**À FAIRE**
**A)** D'après le texte sur les dévas et les asuras, de quelle racine dérive le terme « déva » ?
**B)** Prolongez le texte sur les dévas et les asuras après sa dernière phrase.

**PASSAGE FOURNI**

════════════════

Les dieux du panthéon védique sont divisés en deux classes : les dévas et les asuras (prononcer : assoura). Le premier terme dérive de la racine div-, qui désigne la lumière du ciel diurne ; le second signifie « souffles de vie ». Il s'agit donc de deux mots également dignes d'évoquer les puissances célestes qui gouvernent la vie des créatures. Et, pourtant, cette division de la population divine, qui se retrouve d'ailleurs dans d'autres domaines de la mythologie indo-européenne (et qui fait penser à la distinction entre dieux Ases et dieux Vanes des légendes germaniques), s'est transformée chez les Indo-Iraniens en une rivalité inexpiable. Dans l'Iran mazdéen, les asuras (ahuras) l'emportent et leur chef Ahura Mazda règne sur l'univers, rejetant les dévas (daévas) au rang de démons. Inversement, l'Inde reconnaît la souveraineté d'Indra, roi des dévas, et tient les asuras pour des êtres maléfiques, ennemis des dieux.

════════════════

**DONNÉES ENREGISTRÉES**
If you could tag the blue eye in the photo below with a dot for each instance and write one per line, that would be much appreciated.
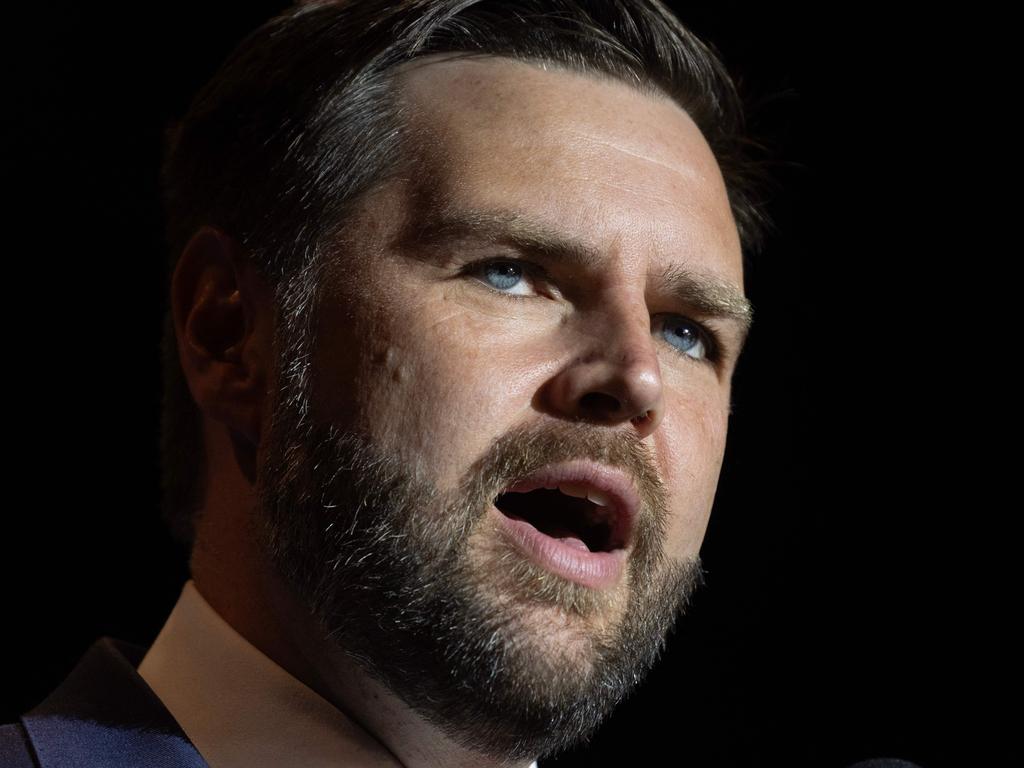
(686, 336)
(503, 274)
(689, 338)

════════════════

**RÉPONSES**
**A)** De la racine div-, qui désigne la lumière du ciel diurne.

**B)**
À partir des Brâhmanas (~ Ier millénaire) et jusque dans l'hindouisme classique, les asuras sont de véritables démons qui mettent en danger l'équilibre cosmique. Ainsi Krishna, incarnation du déva Vishnu, lutte-t-il contre les asuras, au même titre que les déesses Durgâ, Kâli, Chandî. L'interprétation de cette situation est difficile, d'autant plus que les hymnes du Rig-Véda (ṛgveda, la partie la plus archaïque du Véda, du début du ~ IIe millénaire) conservent le souvenir du temps où les asuras avaient le pas sur les dévas. Varuna, Mitra, d'autres encore sont appelés « asuras », avec révérence. Mais, justement, la royauté universelle d'Indra (le déva par excellence) est le résultat d'une usurpation : le dieu fils a détrôné son père (or, Varuna est constamment appelé le « Père » dans les hymnes du Rig-Véda), tout comme Zeus assura sa puissance en combattant les Titans et son propre père. Il y a donc là un mythe important, commun (sous des formes diverses) à l'ensemble indo-européen, mais cette constatation ne suffit pas à en rendre compte, ni surtout à expliquer le renversement de la situation dans l'Avesta iranien.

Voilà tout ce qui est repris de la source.